Please extend the news article about absentee ballots in Minnesota, given below, by writing what comes after its last sentence.
(Document excerpt begins)
During the pandemic, people got used to the idea of throwing their ballot in the mail or handing it to somebody at a curbside drop-off site. This new way of doing things caught on with a large segment of voters.

As of Oct. 17, more than 337,000 absentee ballots have already been accepted statewide. That many more have been sent to voters but haven't been returned and accepted yet.

"During the COVID election in 2020 people got used to it, they got a taste for it and they trust it," Minnesota Secretary of State Steve Simon told KARE.

"So, that accounts for the surge and the increase." 

And yet, not everyone is convinced the mail-in system is foolproof. In the KARE 11 MPR News Star Tribune Minnesota Poll taken in late September, only half of respondents said they think those absentee ballots are protected from fraud. 

About 38% said they believe mail-in ballots are vulnerable to fraud and 12 % said they weren't sure about it.

That's why we're seeing efforts to by elections managers to show how the system works ahead of Nov. 5.

"With absentee ballots, there’s a couple of steps that are involved," Simon said. "You have to see if the person did it right. Did they sign it? Did they have a witness sign it? Did they do it right? Then, and only then, can you count them."

The job of reviewing incoming absentee ballots is done across the state by bipartisan absentee ballot boards. We saw one such board - Mark Olson and Terry Wold - on Thursday afternoon going through ballot envelopes and paperwork at Blaine City Hall.

They were checking to see if the outer ballot envelopes matched with the voter's application for the absentee ballot.

"The judges are looking at the signature envelope, which is just like signing the roster on Election Day, because when they're voting early it is Election Day to them," Sorensen said.
(Document excerpt ends)
(Extracted information begins)
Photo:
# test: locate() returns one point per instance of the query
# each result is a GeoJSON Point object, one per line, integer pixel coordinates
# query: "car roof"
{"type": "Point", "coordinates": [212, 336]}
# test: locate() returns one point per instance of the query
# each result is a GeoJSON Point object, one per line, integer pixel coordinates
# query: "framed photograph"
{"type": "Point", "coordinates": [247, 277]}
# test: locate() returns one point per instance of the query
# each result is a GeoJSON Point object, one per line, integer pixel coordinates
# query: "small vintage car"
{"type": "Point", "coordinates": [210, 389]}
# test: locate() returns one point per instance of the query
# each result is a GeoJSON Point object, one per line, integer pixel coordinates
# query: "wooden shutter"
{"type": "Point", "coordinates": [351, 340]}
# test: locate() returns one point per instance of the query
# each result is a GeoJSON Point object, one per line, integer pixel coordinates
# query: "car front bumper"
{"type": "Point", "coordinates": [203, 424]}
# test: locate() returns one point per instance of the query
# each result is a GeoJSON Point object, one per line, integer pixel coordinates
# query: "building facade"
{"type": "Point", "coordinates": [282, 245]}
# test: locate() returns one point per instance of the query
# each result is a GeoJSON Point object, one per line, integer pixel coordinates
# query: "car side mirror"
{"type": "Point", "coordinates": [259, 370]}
(Extracted information ends)
(Extracted information begins)
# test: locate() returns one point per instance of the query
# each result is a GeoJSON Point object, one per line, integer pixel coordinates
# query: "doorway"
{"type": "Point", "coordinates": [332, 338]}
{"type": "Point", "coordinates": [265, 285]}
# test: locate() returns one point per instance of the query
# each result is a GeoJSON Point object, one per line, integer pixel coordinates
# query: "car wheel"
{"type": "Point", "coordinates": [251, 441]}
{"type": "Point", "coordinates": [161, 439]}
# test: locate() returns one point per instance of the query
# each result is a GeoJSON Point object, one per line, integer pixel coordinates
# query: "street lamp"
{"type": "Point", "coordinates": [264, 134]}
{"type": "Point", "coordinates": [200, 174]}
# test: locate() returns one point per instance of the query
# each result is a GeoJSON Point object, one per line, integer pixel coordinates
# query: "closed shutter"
(Extracted information ends)
(Extracted information begins)
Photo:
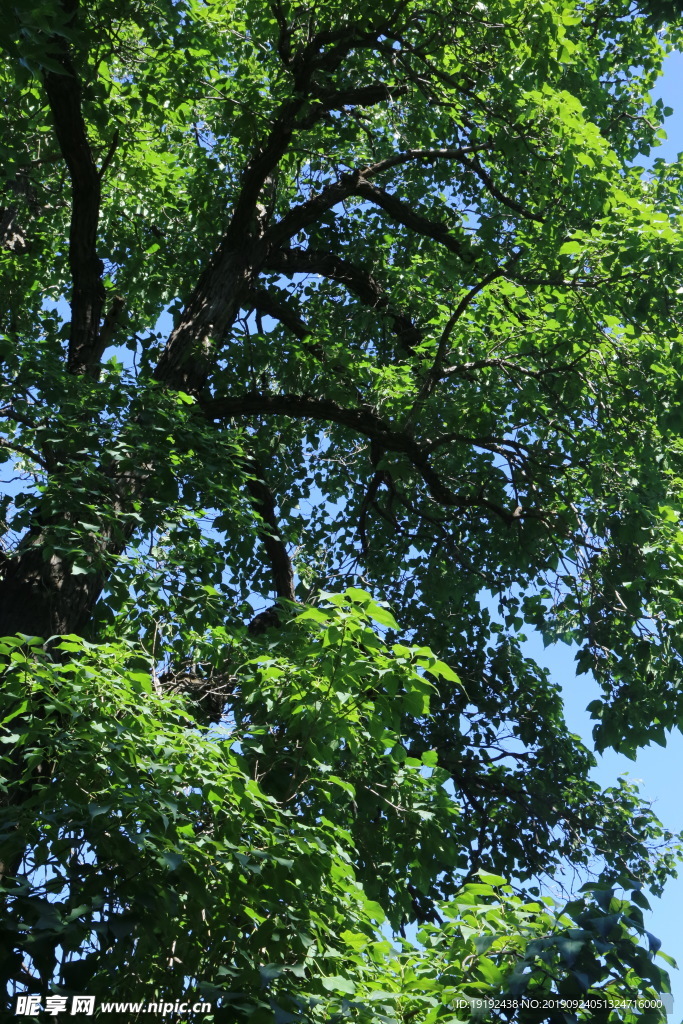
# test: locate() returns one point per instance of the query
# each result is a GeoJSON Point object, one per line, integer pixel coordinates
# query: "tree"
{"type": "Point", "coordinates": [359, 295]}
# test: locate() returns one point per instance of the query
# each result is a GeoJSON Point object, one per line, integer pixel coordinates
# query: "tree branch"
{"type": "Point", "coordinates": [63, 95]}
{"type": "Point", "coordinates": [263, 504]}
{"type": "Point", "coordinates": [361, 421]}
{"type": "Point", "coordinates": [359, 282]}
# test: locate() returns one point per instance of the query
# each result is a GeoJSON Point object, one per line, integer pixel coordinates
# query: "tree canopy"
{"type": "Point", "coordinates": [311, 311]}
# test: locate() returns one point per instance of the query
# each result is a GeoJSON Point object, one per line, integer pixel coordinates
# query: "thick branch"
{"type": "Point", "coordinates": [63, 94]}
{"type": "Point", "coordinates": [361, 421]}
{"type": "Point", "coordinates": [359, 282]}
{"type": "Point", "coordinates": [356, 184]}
(Extracted information ends)
■ Result:
The ID information used by the voter on the signature envelope - the driver's license number or last four digits of the Social Security number - must match the information on the application form. Same goes for the voter's signature. The one on the envelope must match the one on the application.

The bipartisan ballot board is dealing with paperwork and ballots that are still inside an envelope that's inside yet another envelope, so they can't see how the person voted as they're deciding whether to accept it.

The absentee ballot will be rejected if those key factors don't match. They can also be rejected if there's no witness signature, or if the witness isn't a registered Minnesota voter. In those situations, the elections offices contact the absentee voter to offer them a chance at a do-over. 

If the ballot is accepted, the unique bar code on the signature envelope is scanned into the State Voter Registration System to create a record that the person voted absentee. It enables absentee voters to track the status of their ballots on the Secretary of State's online ballot tracking site.  

It also ensures that someone can't vote again in person on Election Day and that a person can't cast multiple absentee ballots. Voters may receive multiple absentee ballot applications from multiple sources, but ultimately, they're only allowed to cast one ballot tied to their unique voter information.

As the election nears the ballots are removed from their signature envelopes but won't be counted until Election Day.

"After our ballots are sent to Anoka County, they’re opened up, and the signature envelope is put aside.  Inside is a ballot envelope - their actual ballot is inside an orange-colored envelope - and that’s put aside. So, now we know this particular voter voted, but we don’t know how they voted."

In the past, the influx of those absentee totals has created speculation that "new" ballots were being added after the counting had ended. That's not the case. 

"If there are late arriving batches of absentee ballots those are going to take longer. That’s just sort of common sense," Simon said. "And that means they might be added later."

In the meantime, those ballots will be secured. In Blaine you need a badge key card just to get to the floor where the election equipment is kept.

"Even getting into the actual election cage there's an old school padlock that only election officials have," Sorensen said. 

"Again, it's just one more layer to make sure we have that chain of custody and that confidence no one was able to access without one of us."